• _Task to complete_
Convert every line of the material below into a JSON list of strings with one string per line, skipping blank lines and leaving the pictures out.

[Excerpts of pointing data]
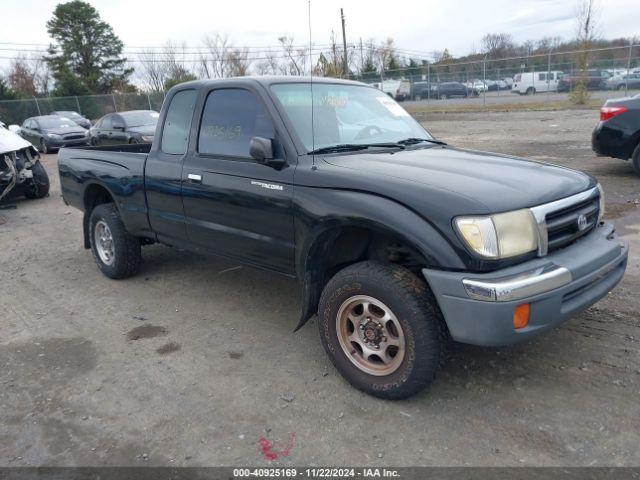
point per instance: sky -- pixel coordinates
(420, 25)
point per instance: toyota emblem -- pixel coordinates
(582, 222)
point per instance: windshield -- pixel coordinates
(56, 122)
(345, 114)
(140, 119)
(68, 114)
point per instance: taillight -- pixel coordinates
(607, 113)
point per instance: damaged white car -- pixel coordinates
(21, 172)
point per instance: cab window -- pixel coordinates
(231, 117)
(175, 134)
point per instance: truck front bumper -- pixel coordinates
(479, 308)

• _Solution to the problem_
[
  "point per instance: sky -- pixel coordinates",
  "(420, 25)",
  "point per instance: toyota emblem -- pixel coordinates",
  "(582, 222)",
  "point per instance: windshield -- pixel coordinates",
  "(56, 122)",
  "(345, 114)",
  "(140, 119)",
  "(68, 114)",
  "point per instance: taillight -- pixel coordinates",
  "(607, 113)",
  "point per instance: damaged white car -- pixel coordinates",
  "(21, 172)",
  "point per instance: cab window -- pixel coordinates",
  "(231, 117)",
  "(175, 134)",
  "point per instance: truck front bumper -- pixel coordinates",
  "(479, 308)"
]